## [Exercise input]

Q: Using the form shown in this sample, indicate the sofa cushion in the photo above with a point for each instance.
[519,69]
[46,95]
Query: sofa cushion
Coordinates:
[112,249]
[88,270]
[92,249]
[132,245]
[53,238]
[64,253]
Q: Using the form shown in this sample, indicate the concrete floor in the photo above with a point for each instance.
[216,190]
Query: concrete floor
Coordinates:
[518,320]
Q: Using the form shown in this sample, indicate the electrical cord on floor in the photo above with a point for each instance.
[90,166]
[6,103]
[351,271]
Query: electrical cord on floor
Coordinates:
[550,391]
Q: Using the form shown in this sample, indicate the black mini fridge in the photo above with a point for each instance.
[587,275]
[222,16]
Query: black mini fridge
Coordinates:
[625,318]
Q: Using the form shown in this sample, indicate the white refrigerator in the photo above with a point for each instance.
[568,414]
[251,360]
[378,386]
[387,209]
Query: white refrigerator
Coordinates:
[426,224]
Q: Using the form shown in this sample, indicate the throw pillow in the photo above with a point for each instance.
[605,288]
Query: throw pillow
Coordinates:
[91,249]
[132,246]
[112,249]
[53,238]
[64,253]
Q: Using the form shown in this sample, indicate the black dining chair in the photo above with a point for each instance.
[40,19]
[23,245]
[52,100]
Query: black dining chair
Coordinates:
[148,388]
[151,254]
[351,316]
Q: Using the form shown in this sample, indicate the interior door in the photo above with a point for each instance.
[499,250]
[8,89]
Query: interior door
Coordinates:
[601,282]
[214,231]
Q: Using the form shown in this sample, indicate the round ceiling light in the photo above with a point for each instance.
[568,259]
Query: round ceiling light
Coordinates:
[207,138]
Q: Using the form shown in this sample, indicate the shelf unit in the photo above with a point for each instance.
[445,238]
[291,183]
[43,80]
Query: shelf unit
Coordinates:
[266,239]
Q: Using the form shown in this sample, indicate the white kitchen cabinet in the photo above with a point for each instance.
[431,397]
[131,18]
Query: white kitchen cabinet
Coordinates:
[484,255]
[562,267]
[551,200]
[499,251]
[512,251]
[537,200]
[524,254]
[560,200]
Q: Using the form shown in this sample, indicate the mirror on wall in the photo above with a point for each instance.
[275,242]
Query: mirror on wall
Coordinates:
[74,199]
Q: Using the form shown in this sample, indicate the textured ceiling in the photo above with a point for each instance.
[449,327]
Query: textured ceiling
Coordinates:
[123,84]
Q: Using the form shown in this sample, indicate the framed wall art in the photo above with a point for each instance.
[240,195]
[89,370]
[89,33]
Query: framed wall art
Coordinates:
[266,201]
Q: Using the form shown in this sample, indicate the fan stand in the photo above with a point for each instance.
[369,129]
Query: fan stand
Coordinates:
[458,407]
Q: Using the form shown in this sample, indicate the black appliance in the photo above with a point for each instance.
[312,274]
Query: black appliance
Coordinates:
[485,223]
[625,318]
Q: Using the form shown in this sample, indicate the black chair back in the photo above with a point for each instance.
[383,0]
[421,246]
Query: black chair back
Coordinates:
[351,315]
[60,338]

## [Problem requirements]
Copy out, without changing anything, the stretch of the material from the line containing "the black appliance" through its final line.

## [Solved problem]
Q: Using the form shown in this sample, indicate the black appliance in the photo above with a point for each instance.
[312,274]
Query: black appliance
Coordinates:
[485,223]
[625,318]
Q: Using the form shown in this sample, indicate the black chair back in the photo above with a point for each instance.
[383,0]
[421,246]
Query: black chair back
Coordinates:
[351,315]
[60,338]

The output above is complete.